* [THE INPUT]
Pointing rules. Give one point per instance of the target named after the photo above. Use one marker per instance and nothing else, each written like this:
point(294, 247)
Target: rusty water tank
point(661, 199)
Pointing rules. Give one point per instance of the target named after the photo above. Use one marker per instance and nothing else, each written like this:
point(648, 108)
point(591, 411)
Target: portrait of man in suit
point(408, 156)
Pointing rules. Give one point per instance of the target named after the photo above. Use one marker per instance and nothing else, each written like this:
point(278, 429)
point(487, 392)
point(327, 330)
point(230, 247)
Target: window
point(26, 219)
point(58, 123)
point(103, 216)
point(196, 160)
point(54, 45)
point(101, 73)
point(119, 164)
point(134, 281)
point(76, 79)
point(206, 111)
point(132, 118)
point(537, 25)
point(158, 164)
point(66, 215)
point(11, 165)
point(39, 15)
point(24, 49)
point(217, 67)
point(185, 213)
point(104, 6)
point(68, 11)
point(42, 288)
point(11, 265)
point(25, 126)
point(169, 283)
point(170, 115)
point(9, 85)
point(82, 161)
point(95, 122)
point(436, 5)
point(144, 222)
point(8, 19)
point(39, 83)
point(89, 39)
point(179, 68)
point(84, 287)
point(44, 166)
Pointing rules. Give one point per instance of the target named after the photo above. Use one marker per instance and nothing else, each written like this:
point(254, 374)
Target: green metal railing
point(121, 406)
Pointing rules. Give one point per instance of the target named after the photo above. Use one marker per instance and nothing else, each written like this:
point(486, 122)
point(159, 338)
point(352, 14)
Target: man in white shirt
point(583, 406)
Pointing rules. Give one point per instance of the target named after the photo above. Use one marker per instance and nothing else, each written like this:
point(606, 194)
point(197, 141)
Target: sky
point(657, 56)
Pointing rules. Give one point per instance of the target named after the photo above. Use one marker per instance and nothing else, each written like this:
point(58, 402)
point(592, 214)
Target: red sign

* [TASK TO CARRY OUT]
Reproduce the data in its entirety. Keep every character unchanged.

* [YOUR SOLUTION]
Pointing rules. Give one point per instance of the target named after the photo above. Use one marker per instance and nothing else, each written like this:
point(294, 247)
Target: rusty water tank
point(661, 199)
Pointing rules. Give one point per instance of the target named after the photo above. Use one marker per instance and nothing else, each written like this:
point(648, 108)
point(591, 411)
Target: portrait of man in suit
point(408, 156)
Pointing rules. Give one point per instance of the target named after the photo above. Use one marker per instance and nothing else, each written like this:
point(278, 429)
point(487, 392)
point(327, 330)
point(230, 247)
Target: window
point(26, 219)
point(58, 123)
point(103, 216)
point(196, 160)
point(54, 45)
point(101, 73)
point(119, 164)
point(134, 281)
point(76, 79)
point(206, 111)
point(132, 118)
point(537, 25)
point(158, 164)
point(66, 215)
point(11, 165)
point(39, 15)
point(24, 49)
point(217, 67)
point(185, 213)
point(104, 6)
point(68, 11)
point(42, 288)
point(11, 265)
point(25, 126)
point(169, 283)
point(170, 115)
point(9, 85)
point(82, 161)
point(95, 122)
point(436, 5)
point(144, 222)
point(8, 19)
point(39, 83)
point(89, 39)
point(179, 68)
point(84, 287)
point(44, 166)
Pointing rules. Give one point per instance of the target named after the photo above. Use one marker per instance and nothing else, each written like this:
point(254, 374)
Target: green metal railing
point(121, 406)
Pointing rules. Give one point per instance of the target named after the photo above. Use one marker per instance and nothing else, each written like this:
point(486, 122)
point(159, 338)
point(352, 14)
Target: man in white shirt
point(583, 406)
Pointing rules. Give one point per instance of the target named after the photo above. Use one marker per instance and nothing else, each written like this:
point(606, 194)
point(197, 141)
Target: sky
point(657, 56)
Pointing rules. Give one point per instance of the target named after the photo above. Use one marker per instance and nothing else, each written like this:
point(58, 402)
point(592, 214)
Target: red sign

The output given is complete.